* _Exercise description_
Copy verbatim everything in the data from the line containing "Wildlife-tally request: put a marker on the license" down to the final line, inclusive.

* _Task data_
******************************

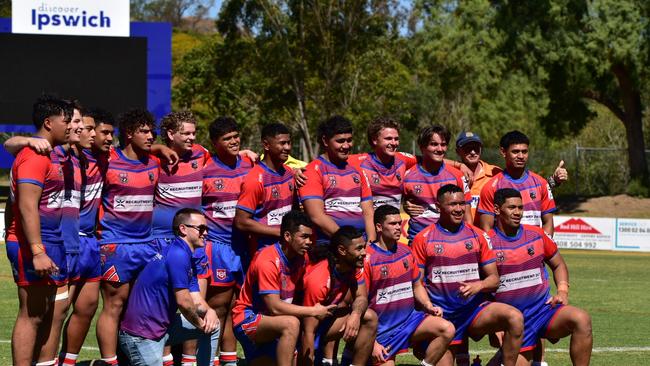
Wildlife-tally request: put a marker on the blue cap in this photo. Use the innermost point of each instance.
(467, 136)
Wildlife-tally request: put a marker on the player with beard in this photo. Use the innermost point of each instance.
(336, 193)
(34, 240)
(394, 286)
(338, 280)
(522, 252)
(458, 267)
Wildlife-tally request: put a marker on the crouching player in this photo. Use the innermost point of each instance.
(328, 282)
(393, 280)
(522, 251)
(458, 266)
(150, 320)
(265, 321)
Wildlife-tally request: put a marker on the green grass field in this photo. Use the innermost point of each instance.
(612, 287)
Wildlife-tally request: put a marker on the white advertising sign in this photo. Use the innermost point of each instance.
(71, 17)
(585, 232)
(633, 235)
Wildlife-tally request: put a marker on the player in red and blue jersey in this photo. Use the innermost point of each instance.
(394, 286)
(125, 218)
(223, 175)
(522, 251)
(167, 284)
(266, 322)
(384, 167)
(458, 267)
(268, 190)
(336, 193)
(336, 280)
(421, 183)
(34, 241)
(536, 192)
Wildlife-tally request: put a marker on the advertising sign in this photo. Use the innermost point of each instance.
(71, 17)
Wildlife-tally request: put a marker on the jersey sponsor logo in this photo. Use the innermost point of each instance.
(343, 204)
(180, 190)
(394, 293)
(224, 210)
(55, 199)
(221, 274)
(275, 217)
(453, 274)
(133, 203)
(522, 279)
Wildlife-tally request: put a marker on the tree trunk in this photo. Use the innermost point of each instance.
(633, 121)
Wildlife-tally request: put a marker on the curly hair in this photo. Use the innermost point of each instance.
(174, 121)
(129, 122)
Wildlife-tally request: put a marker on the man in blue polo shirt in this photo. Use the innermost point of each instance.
(166, 284)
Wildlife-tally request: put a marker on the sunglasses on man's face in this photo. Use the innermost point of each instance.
(202, 229)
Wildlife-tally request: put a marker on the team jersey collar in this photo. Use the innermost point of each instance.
(217, 161)
(445, 231)
(374, 157)
(278, 173)
(522, 179)
(505, 237)
(326, 162)
(425, 172)
(122, 156)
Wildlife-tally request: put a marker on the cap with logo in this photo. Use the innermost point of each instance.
(467, 137)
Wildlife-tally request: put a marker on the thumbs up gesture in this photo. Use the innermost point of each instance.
(560, 175)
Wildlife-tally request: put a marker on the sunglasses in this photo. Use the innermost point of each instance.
(202, 229)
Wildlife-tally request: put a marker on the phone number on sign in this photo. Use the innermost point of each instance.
(576, 244)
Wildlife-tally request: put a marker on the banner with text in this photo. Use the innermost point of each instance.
(71, 17)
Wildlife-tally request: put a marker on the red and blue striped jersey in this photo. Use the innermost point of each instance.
(70, 205)
(270, 272)
(47, 173)
(178, 187)
(386, 181)
(341, 188)
(521, 263)
(221, 190)
(421, 188)
(92, 177)
(325, 286)
(268, 196)
(390, 276)
(126, 212)
(535, 194)
(449, 259)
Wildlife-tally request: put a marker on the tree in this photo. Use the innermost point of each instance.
(583, 51)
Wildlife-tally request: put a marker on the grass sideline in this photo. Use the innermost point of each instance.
(611, 286)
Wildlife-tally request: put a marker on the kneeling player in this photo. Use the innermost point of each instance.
(522, 251)
(328, 282)
(457, 264)
(265, 321)
(393, 280)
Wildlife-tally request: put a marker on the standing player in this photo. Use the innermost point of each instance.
(384, 167)
(538, 199)
(266, 322)
(125, 222)
(423, 180)
(458, 267)
(394, 284)
(329, 282)
(522, 252)
(223, 175)
(267, 191)
(34, 240)
(336, 193)
(169, 283)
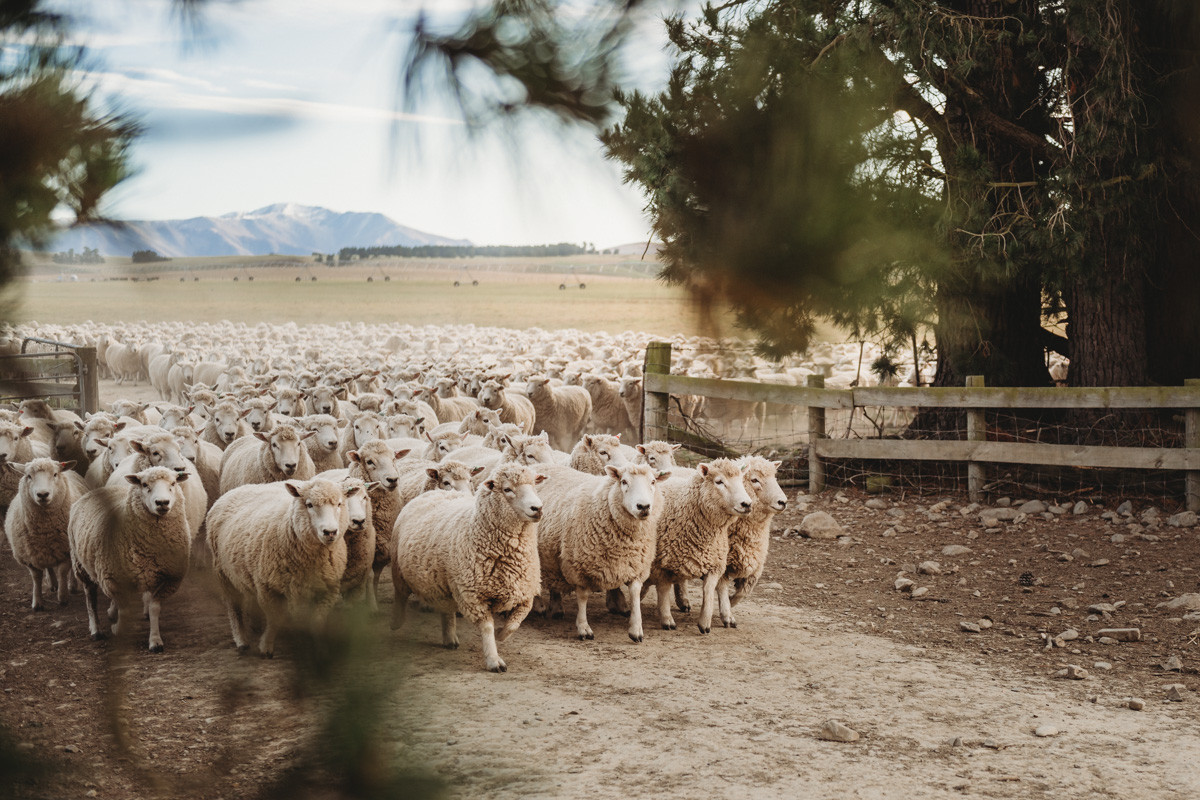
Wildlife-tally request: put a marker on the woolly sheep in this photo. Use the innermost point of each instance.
(279, 549)
(563, 411)
(267, 457)
(598, 534)
(509, 404)
(475, 555)
(131, 542)
(36, 521)
(693, 533)
(750, 535)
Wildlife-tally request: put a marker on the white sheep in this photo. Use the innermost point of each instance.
(693, 533)
(563, 411)
(132, 542)
(36, 521)
(475, 555)
(598, 534)
(267, 457)
(750, 535)
(279, 549)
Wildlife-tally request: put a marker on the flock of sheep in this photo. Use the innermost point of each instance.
(483, 467)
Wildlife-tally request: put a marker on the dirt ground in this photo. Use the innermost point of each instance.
(941, 711)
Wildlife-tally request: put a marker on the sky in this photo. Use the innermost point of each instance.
(295, 101)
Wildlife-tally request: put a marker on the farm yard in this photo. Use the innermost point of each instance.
(935, 637)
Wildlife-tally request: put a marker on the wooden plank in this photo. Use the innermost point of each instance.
(749, 390)
(1011, 452)
(1032, 397)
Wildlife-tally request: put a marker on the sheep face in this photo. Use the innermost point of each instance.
(156, 488)
(323, 501)
(723, 479)
(378, 463)
(516, 487)
(40, 480)
(636, 483)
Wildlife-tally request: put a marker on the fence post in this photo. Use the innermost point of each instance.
(89, 380)
(816, 431)
(655, 404)
(977, 431)
(1192, 439)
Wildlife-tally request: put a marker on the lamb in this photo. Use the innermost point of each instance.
(750, 535)
(563, 411)
(131, 542)
(598, 534)
(511, 407)
(267, 457)
(477, 555)
(693, 533)
(280, 549)
(36, 521)
(225, 423)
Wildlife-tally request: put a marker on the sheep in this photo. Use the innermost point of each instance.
(477, 555)
(280, 549)
(563, 411)
(130, 542)
(267, 457)
(323, 447)
(511, 407)
(226, 423)
(36, 521)
(750, 535)
(693, 533)
(598, 534)
(360, 537)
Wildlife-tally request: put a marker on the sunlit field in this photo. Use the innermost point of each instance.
(509, 294)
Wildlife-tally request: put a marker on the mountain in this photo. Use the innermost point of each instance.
(283, 228)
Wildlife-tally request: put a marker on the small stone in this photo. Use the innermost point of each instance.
(834, 731)
(1183, 519)
(820, 524)
(1120, 633)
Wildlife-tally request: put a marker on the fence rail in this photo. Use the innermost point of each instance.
(975, 450)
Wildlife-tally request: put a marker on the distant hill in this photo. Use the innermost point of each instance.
(283, 228)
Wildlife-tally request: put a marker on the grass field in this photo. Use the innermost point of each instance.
(505, 296)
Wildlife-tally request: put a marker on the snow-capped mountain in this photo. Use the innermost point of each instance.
(283, 228)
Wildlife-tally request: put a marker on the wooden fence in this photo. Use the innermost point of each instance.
(976, 398)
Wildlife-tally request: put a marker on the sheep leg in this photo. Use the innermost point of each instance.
(582, 630)
(706, 609)
(154, 606)
(681, 591)
(723, 602)
(491, 655)
(664, 606)
(450, 631)
(635, 612)
(36, 575)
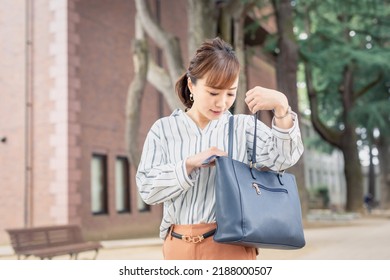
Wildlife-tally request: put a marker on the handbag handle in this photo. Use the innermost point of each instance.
(230, 142)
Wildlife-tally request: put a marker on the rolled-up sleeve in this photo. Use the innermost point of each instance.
(158, 180)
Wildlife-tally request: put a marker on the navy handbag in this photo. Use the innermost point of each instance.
(256, 208)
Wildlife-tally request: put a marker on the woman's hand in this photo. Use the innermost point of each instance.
(260, 98)
(197, 160)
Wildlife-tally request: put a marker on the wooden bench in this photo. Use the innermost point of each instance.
(50, 241)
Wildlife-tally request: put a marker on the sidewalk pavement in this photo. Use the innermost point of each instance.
(328, 236)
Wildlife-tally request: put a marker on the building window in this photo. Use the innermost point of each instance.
(122, 185)
(142, 206)
(99, 184)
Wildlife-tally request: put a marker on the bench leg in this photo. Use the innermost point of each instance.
(96, 252)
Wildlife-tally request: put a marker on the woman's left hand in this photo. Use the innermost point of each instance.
(260, 98)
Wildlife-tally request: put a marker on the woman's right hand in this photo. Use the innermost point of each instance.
(197, 160)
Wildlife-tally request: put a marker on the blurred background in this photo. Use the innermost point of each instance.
(82, 81)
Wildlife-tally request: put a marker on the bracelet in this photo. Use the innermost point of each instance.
(285, 115)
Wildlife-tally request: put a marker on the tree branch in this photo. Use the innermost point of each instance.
(134, 95)
(332, 136)
(369, 86)
(166, 41)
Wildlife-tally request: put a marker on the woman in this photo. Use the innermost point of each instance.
(172, 169)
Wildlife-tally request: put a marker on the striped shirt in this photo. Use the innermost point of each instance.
(189, 198)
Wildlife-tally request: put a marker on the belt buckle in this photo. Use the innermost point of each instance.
(192, 239)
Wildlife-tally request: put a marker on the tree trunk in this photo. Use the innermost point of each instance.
(286, 75)
(384, 161)
(202, 24)
(371, 174)
(134, 95)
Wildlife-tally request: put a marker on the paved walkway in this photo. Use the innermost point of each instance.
(366, 238)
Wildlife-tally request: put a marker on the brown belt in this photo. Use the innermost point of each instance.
(193, 239)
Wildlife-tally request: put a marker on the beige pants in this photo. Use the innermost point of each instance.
(207, 249)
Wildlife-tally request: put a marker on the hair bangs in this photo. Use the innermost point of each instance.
(223, 74)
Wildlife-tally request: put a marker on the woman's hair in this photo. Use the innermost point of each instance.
(215, 58)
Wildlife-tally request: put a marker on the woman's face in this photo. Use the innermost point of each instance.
(210, 103)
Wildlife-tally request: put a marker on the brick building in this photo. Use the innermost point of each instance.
(65, 70)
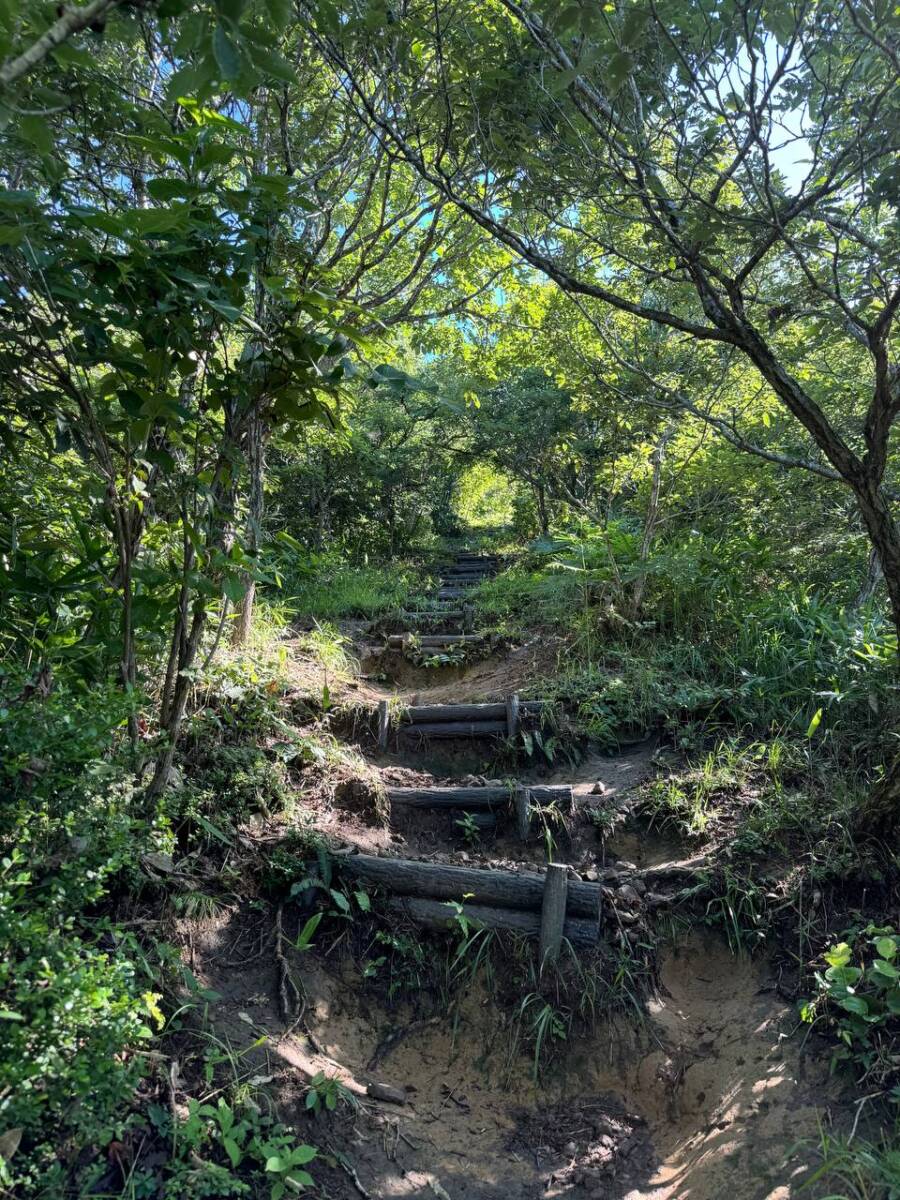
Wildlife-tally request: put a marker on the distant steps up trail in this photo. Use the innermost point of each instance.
(547, 905)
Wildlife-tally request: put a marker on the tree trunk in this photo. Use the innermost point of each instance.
(540, 497)
(255, 451)
(874, 576)
(879, 816)
(649, 527)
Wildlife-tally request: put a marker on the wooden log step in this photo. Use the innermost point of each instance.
(455, 729)
(397, 641)
(439, 881)
(486, 712)
(432, 615)
(433, 915)
(475, 797)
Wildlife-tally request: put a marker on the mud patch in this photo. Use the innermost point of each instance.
(585, 1143)
(707, 1098)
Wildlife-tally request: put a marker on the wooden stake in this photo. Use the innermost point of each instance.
(384, 724)
(556, 885)
(523, 811)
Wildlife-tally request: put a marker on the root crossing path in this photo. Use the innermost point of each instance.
(701, 1091)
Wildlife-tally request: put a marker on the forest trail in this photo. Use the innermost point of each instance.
(708, 1093)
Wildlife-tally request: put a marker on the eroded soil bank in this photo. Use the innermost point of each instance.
(712, 1095)
(702, 1090)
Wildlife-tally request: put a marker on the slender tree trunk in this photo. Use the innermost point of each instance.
(256, 431)
(255, 453)
(874, 575)
(649, 526)
(540, 497)
(879, 816)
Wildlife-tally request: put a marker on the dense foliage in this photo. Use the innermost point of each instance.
(293, 297)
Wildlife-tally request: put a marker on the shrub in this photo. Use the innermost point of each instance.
(858, 999)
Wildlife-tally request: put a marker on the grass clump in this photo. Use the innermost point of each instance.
(329, 588)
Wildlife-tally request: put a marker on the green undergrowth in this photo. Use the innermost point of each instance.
(94, 999)
(331, 588)
(535, 1012)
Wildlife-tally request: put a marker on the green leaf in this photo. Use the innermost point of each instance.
(839, 955)
(281, 12)
(618, 70)
(271, 64)
(306, 933)
(855, 1005)
(169, 189)
(886, 947)
(36, 131)
(234, 588)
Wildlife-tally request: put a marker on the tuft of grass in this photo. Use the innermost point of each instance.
(856, 1169)
(336, 589)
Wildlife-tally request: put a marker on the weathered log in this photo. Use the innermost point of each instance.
(522, 802)
(432, 615)
(433, 915)
(486, 712)
(397, 641)
(475, 797)
(486, 822)
(455, 729)
(384, 724)
(556, 883)
(439, 881)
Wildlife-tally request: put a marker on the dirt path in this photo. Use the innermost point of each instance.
(706, 1097)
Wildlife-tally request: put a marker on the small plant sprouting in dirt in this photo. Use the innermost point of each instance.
(738, 905)
(403, 964)
(217, 1149)
(469, 829)
(604, 820)
(540, 1025)
(858, 999)
(327, 1092)
(551, 821)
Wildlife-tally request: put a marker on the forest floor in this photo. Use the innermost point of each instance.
(705, 1089)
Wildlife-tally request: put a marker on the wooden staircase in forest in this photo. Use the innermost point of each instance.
(546, 905)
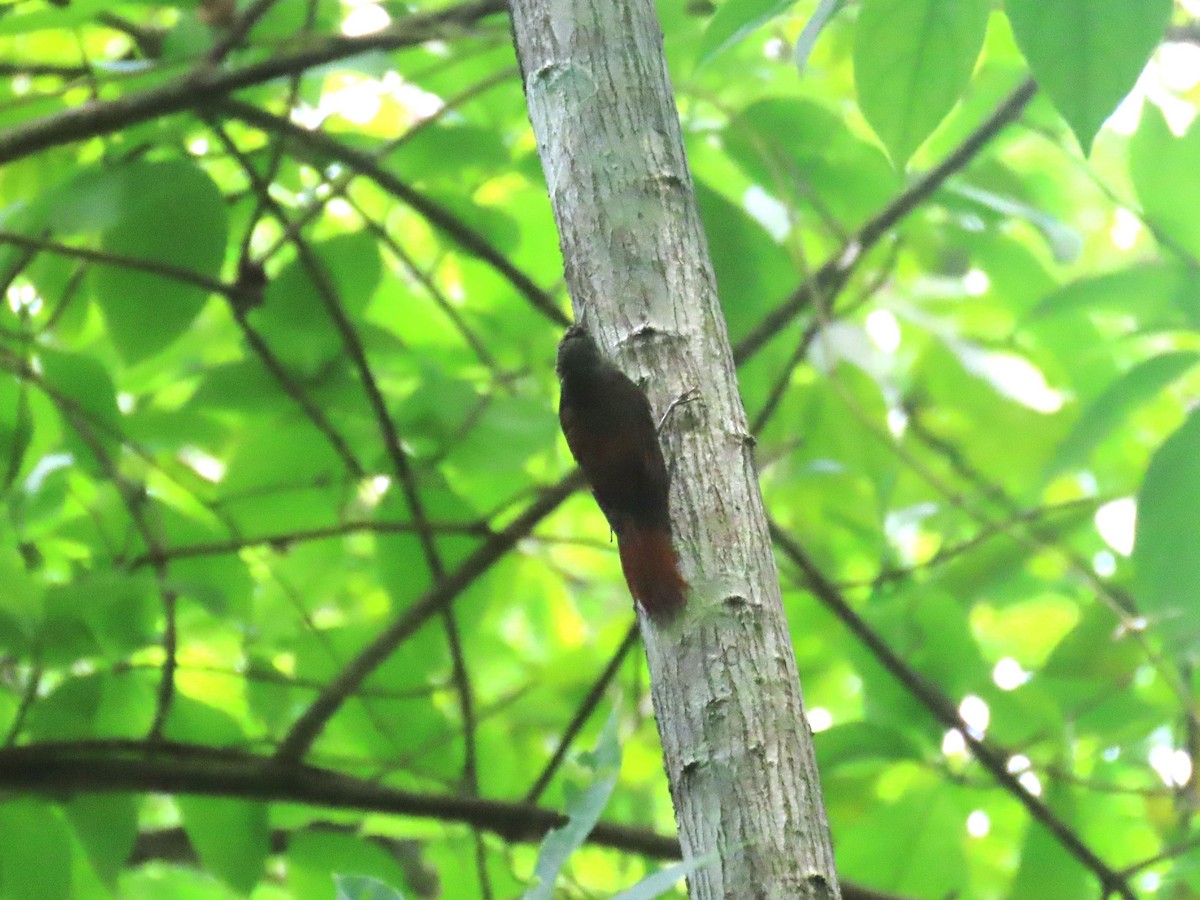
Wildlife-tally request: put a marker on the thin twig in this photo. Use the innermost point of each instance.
(829, 279)
(995, 761)
(307, 729)
(591, 701)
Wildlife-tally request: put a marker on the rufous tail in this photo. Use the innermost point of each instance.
(652, 570)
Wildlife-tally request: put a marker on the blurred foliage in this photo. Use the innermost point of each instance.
(231, 329)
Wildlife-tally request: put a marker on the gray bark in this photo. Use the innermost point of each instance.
(726, 695)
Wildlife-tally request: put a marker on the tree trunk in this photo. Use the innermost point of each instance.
(726, 695)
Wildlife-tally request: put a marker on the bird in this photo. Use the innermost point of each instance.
(610, 429)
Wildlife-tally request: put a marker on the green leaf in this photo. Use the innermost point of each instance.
(118, 609)
(583, 810)
(363, 887)
(1087, 54)
(35, 853)
(912, 61)
(1114, 407)
(233, 838)
(1152, 294)
(664, 880)
(107, 826)
(1165, 171)
(1047, 868)
(853, 742)
(733, 21)
(1167, 541)
(172, 214)
(87, 401)
(294, 316)
(813, 28)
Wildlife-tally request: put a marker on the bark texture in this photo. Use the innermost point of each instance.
(727, 700)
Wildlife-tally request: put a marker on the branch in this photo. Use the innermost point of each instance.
(198, 88)
(583, 713)
(945, 712)
(437, 215)
(283, 539)
(53, 769)
(831, 277)
(307, 729)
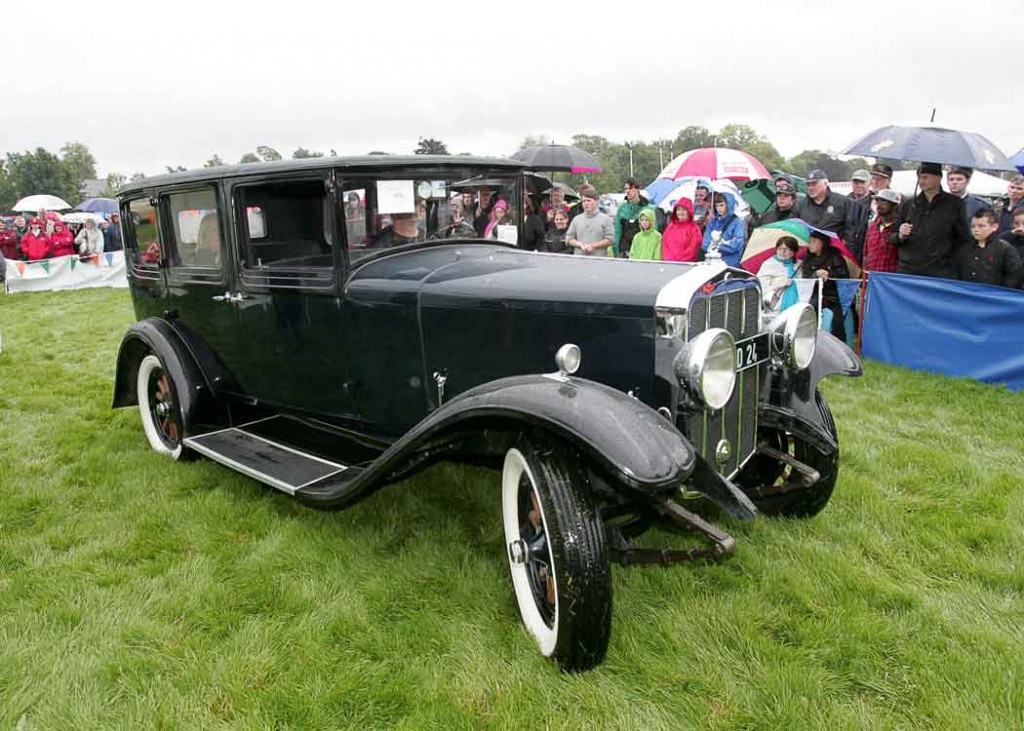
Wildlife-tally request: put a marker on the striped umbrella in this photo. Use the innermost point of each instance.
(715, 163)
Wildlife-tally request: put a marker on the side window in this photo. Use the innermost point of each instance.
(286, 233)
(142, 238)
(196, 222)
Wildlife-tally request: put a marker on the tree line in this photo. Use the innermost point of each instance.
(62, 173)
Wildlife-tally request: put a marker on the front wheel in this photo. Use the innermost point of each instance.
(558, 555)
(776, 488)
(160, 409)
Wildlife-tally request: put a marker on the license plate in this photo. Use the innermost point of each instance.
(752, 351)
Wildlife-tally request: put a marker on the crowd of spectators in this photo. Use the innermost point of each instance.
(45, 235)
(936, 232)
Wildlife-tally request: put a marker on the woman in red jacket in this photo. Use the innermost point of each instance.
(681, 240)
(35, 243)
(61, 242)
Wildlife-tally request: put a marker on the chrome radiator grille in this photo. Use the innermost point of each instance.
(737, 310)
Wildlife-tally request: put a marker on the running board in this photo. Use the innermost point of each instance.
(269, 462)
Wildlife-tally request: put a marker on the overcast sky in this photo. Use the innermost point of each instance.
(148, 84)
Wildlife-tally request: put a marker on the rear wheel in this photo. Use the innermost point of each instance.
(558, 555)
(160, 409)
(777, 488)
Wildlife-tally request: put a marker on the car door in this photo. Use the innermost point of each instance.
(289, 311)
(200, 280)
(143, 256)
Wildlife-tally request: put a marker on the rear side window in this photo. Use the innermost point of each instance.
(286, 237)
(142, 238)
(197, 225)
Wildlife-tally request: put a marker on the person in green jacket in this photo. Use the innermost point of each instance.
(627, 223)
(647, 242)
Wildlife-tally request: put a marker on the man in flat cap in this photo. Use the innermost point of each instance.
(881, 177)
(932, 229)
(957, 179)
(823, 208)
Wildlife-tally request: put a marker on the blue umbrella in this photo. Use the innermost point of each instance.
(107, 206)
(1018, 160)
(932, 144)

******************************

* _Problem solution_
Wildlife-tally request: put a marker on the license plate in this photo. Use the innermost point of each instance.
(752, 351)
Wildlife-tally request: put a marker on the crowd of spectators in this photo. Use the innermost point of each instance.
(45, 235)
(936, 232)
Wildlife-tally request: put a marker on the woman in red jacket in this photo. Use the innermost point of each instance.
(681, 240)
(35, 243)
(61, 242)
Wildlife-tally request: put a marker on the chrome radiator grille in this photo. Use the innermost point of each instance.
(737, 310)
Wildlife-tally request: put a marker on the running board in this photo. Use the innermost point of each instance.
(269, 462)
Wildlife-tally request: put a marker on the overcast sky in this photo. Use the innermost point of each instance.
(148, 84)
Wildlife-tally request: put a marker on the rear wheel in this photo. Use the innermost point of each instance.
(558, 555)
(160, 409)
(777, 488)
Wildlife-tally request: put a marker on the car door in this photo. Use the innermost point of each instance.
(289, 311)
(200, 280)
(143, 256)
Wildlife-tally request: put a marker on the rear side window in this photo. Use the innermost point of each instance.
(286, 237)
(142, 238)
(197, 225)
Wildlife-tally request: put a marker on the person in green jacket in this photo. Use the innermost point of each instance.
(627, 223)
(647, 242)
Wildlife-tally request: put a marker on the man in flat cap in this photo. Use the innermost point of each instance.
(881, 177)
(932, 229)
(957, 179)
(823, 208)
Wildlife-tally request: put a marker on the blue umbrella in this photo. Use the innermost point of each instance.
(107, 206)
(1018, 160)
(932, 144)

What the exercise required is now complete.